____ Supplied data
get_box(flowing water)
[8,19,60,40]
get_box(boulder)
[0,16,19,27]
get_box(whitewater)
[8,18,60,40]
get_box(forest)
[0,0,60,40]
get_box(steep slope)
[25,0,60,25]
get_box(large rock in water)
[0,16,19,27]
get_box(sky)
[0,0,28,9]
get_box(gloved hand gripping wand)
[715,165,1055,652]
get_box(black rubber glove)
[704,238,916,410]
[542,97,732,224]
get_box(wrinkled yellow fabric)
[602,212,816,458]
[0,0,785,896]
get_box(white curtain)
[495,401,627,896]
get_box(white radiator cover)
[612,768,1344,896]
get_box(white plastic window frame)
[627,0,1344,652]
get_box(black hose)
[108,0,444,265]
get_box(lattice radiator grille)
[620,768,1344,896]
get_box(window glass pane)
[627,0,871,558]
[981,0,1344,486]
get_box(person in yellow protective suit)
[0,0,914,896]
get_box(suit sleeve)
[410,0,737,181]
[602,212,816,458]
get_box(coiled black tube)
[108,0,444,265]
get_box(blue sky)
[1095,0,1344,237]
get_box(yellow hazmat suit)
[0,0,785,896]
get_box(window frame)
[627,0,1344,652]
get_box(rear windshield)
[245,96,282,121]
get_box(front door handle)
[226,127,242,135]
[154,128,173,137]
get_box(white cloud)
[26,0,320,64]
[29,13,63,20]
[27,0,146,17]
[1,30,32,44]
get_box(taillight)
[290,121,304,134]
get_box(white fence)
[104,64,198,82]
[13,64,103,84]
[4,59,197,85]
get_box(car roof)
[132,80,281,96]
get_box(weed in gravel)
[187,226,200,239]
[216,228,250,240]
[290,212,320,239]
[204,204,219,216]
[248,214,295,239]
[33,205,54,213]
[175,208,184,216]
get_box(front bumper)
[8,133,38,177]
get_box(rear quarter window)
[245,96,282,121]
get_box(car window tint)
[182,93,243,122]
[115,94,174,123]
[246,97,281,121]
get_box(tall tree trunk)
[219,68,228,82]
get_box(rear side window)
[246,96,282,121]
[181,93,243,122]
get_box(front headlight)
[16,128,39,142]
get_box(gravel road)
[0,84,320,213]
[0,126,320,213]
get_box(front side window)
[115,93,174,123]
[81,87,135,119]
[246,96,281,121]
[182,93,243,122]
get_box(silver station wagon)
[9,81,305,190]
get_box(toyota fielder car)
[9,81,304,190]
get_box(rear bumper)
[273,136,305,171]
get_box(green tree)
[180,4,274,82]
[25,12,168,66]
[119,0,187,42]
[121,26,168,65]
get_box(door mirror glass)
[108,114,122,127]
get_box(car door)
________
[Directions] Rewrite every line above with "gravel road" renamed to "dirt road", leaving everything else unchanged.

[Worked solution]
get_box(flowing water)
[8,19,60,40]
get_box(boulder)
[0,16,19,27]
get_box(whitewater)
[8,18,60,40]
get_box(forest)
[0,0,60,40]
get_box(steep slope)
[25,0,60,25]
get_box(large rock in water)
[0,16,19,27]
get_box(sky)
[0,0,28,9]
get_box(gloved hand gripping wand)
[715,165,1055,652]
get_box(black rubber glove)
[704,238,916,410]
[542,97,732,224]
get_box(wrinkled yellow fabric)
[602,212,816,458]
[0,0,785,896]
get_box(white curtain)
[495,401,627,896]
get_box(white radiator cover)
[612,768,1344,896]
get_box(white plastic window frame)
[627,0,1344,652]
get_box(black hose)
[108,0,444,265]
get_box(lattice radiator grille)
[620,768,1344,896]
get_box(window glass pane)
[627,0,871,558]
[981,0,1344,486]
get_box(person in yellow protective suit)
[0,0,914,896]
get_box(suit sleeve)
[410,0,737,181]
[602,212,816,458]
get_box(coiled black tube)
[108,0,444,265]
get_box(blue sky)
[1095,0,1344,237]
get_box(yellow hazmat suit)
[0,0,785,896]
get_box(window frame)
[627,0,1344,652]
get_box(rear windshield)
[245,96,282,121]
get_box(front door handle)
[226,127,242,135]
[154,128,173,137]
get_box(white cloud)
[26,0,320,64]
[29,13,63,20]
[27,0,146,17]
[1,30,32,44]
get_box(taillight)
[290,121,304,134]
get_box(white fence)
[104,64,198,82]
[13,64,103,84]
[4,59,197,85]
get_box(car roof)
[132,80,281,96]
get_box(weed in gravel)
[187,226,200,239]
[216,228,250,240]
[290,212,320,239]
[204,204,219,216]
[248,214,295,239]
[33,205,54,213]
[175,208,184,216]
get_box(front bumper)
[8,133,38,177]
get_box(rear quarter window)
[245,96,282,121]
get_box(car window tint)
[182,93,243,122]
[115,94,174,123]
[246,97,281,121]
get_box(tall tree trunk)
[219,68,228,82]
get_box(rear side window)
[246,96,282,121]
[181,93,243,122]
get_box(front headlight)
[16,128,39,142]
get_box(dirt road)
[0,84,320,213]
[0,126,320,213]
get_box(front side window)
[115,93,174,123]
[81,87,135,119]
[246,96,281,121]
[182,93,243,122]
get_box(silver station wagon)
[9,81,305,190]
get_box(toyota fielder car)
[9,81,304,190]
get_box(rear bumper)
[273,136,305,171]
get_box(green tree)
[180,4,274,82]
[25,12,168,66]
[119,0,187,42]
[121,26,168,65]
get_box(door mirror glass)
[108,114,122,127]
get_box(car door)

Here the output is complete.